— start of ROWS —

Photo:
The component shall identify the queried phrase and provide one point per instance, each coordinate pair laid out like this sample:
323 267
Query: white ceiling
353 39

— end of ROWS —
— start of ROWS —

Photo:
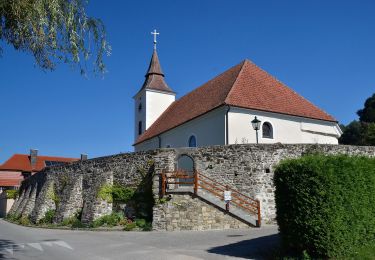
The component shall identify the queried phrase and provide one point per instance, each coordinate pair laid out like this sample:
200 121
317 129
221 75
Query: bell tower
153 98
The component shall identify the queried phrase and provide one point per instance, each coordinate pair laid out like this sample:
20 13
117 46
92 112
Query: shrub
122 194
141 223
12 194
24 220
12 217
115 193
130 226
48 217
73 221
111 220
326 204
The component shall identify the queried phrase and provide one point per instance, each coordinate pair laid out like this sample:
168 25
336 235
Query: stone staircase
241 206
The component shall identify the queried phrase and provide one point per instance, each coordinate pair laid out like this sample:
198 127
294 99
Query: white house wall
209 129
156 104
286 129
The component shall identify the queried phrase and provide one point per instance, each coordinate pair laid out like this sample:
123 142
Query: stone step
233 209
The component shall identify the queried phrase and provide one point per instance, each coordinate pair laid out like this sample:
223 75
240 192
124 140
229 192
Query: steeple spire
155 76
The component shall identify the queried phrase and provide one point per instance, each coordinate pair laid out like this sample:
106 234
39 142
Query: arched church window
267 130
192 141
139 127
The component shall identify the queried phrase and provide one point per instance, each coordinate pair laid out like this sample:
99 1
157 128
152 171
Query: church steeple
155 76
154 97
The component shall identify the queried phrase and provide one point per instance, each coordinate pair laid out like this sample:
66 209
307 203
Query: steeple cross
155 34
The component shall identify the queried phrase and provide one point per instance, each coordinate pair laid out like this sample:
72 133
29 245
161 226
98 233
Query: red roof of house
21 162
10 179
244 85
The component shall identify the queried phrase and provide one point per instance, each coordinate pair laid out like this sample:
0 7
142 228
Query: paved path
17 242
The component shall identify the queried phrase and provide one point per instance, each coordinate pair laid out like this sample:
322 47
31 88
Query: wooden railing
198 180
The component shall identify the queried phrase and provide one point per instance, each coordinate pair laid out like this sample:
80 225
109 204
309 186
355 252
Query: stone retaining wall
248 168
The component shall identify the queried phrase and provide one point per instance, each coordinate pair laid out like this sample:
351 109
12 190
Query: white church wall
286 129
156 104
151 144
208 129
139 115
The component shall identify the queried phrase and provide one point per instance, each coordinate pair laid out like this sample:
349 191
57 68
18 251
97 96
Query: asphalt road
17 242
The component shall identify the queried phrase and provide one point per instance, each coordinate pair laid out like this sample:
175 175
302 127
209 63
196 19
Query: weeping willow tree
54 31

— end of ROWS —
— start of ROWS —

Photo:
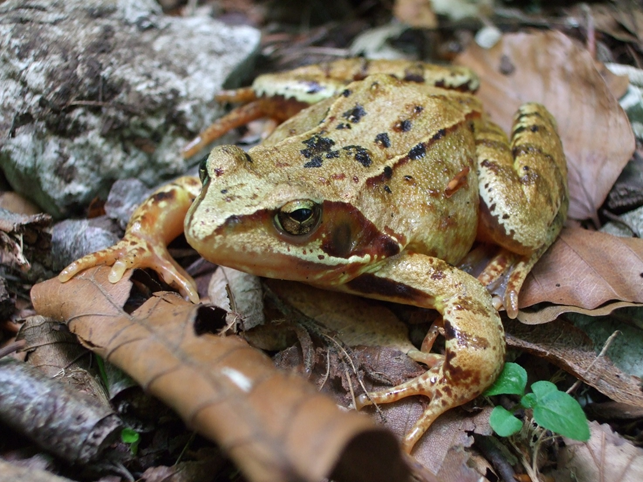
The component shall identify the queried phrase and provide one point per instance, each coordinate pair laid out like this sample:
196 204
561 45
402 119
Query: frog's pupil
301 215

— end of ROWS —

AIM OF THE EXERCISE: Find and copy every line of the listing above that contains the word "steeple", treating uppercase and lowercase as different.

OUTPUT BELOW:
Query: steeple spire
Query: church steeple
Query: steeple cross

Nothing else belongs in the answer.